◆ **EXERCISE**: Render the listing below as a Markdown table with a column headed No. for the row number and a column headed Entry for the line, leaving out any blank lines.
————
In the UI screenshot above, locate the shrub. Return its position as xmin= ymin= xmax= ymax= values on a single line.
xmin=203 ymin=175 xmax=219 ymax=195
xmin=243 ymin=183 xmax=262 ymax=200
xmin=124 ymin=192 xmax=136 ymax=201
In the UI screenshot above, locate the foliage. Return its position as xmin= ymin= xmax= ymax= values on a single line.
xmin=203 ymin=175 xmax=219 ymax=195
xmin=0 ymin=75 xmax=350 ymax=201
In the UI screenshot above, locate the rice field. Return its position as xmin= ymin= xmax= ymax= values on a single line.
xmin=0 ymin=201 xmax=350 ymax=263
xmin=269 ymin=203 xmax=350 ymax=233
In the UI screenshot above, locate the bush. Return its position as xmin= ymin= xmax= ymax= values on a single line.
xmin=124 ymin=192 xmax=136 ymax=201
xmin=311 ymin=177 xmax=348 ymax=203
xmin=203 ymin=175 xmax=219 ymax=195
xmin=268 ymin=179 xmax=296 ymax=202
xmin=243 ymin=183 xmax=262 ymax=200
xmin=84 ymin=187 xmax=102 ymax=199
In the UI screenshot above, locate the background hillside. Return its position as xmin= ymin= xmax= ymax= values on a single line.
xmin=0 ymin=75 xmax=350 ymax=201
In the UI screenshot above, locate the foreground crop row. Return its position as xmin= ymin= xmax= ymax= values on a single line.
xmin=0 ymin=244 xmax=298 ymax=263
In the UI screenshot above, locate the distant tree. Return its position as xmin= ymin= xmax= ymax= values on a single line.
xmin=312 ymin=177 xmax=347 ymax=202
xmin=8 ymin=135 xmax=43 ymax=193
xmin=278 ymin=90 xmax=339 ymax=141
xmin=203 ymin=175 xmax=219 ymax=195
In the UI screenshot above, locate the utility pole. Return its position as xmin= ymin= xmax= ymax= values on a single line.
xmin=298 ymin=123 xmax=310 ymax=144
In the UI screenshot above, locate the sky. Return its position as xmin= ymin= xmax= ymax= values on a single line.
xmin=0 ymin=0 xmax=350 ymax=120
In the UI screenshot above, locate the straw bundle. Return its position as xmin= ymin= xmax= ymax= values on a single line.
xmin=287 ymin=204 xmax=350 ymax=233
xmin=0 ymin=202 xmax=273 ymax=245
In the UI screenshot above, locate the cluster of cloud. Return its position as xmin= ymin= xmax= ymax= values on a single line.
————
◆ **COMPLETED TASK**:
| No. | Entry |
|---|---|
| 1 | In the UI screenshot above, locate the shrub. Return its position as xmin= ymin= xmax= ymax= values on a single line. |
| 2 | xmin=203 ymin=175 xmax=219 ymax=195 |
| 3 | xmin=243 ymin=183 xmax=262 ymax=200 |
| 4 | xmin=124 ymin=192 xmax=136 ymax=201 |
| 5 | In the UI screenshot above, locate the foliage. Return its position as xmin= ymin= xmax= ymax= values on a single line. |
| 6 | xmin=203 ymin=175 xmax=219 ymax=195 |
| 7 | xmin=0 ymin=75 xmax=350 ymax=201 |
| 8 | In the UI screenshot above, locate the rice field. Return its position as xmin= ymin= xmax= ymax= values on a single line. |
| 9 | xmin=0 ymin=201 xmax=350 ymax=263 |
| 10 | xmin=269 ymin=203 xmax=350 ymax=233 |
| 11 | In the UI screenshot above, locate the bush. Return its position as xmin= ymin= xmax= ymax= values on a single line. |
| 12 | xmin=124 ymin=192 xmax=136 ymax=201 |
| 13 | xmin=311 ymin=177 xmax=348 ymax=203 |
| 14 | xmin=203 ymin=175 xmax=219 ymax=195 |
| 15 | xmin=268 ymin=179 xmax=296 ymax=202 |
| 16 | xmin=243 ymin=183 xmax=262 ymax=200 |
| 17 | xmin=84 ymin=187 xmax=102 ymax=199 |
| 18 | In the UI screenshot above, locate the background hillside. Return its position as xmin= ymin= xmax= ymax= values on a single line. |
| 19 | xmin=0 ymin=75 xmax=350 ymax=201 |
| 20 | In the UI screenshot above, locate the foreground crop row. Return its position as xmin= ymin= xmax= ymax= values on a single line. |
| 21 | xmin=0 ymin=244 xmax=298 ymax=263 |
| 22 | In the UI screenshot above, locate the distant tree. Return its position as xmin= ymin= xmax= ymax= values on a single line. |
| 23 | xmin=312 ymin=177 xmax=347 ymax=202 |
| 24 | xmin=8 ymin=135 xmax=43 ymax=193 |
| 25 | xmin=278 ymin=90 xmax=339 ymax=141 |
| 26 | xmin=203 ymin=175 xmax=219 ymax=195 |
| 27 | In the UI screenshot above, locate the utility pole. Return its position as xmin= ymin= xmax= ymax= values on a single line. |
| 28 | xmin=298 ymin=123 xmax=310 ymax=144 |
| 29 | In the UI screenshot above, locate the sky. Return its position as xmin= ymin= xmax= ymax= values on a single line. |
| 30 | xmin=0 ymin=0 xmax=350 ymax=120 |
| 31 | In the UI screenshot above, locate the straw bundle. Return its position as xmin= ymin= xmax= ymax= values on a single line. |
| 32 | xmin=287 ymin=204 xmax=350 ymax=233 |
| 33 | xmin=0 ymin=202 xmax=273 ymax=245 |
| 34 | In the UI screenshot above, locate the cluster of cloud. Return its position as xmin= ymin= xmax= ymax= values on a single line. |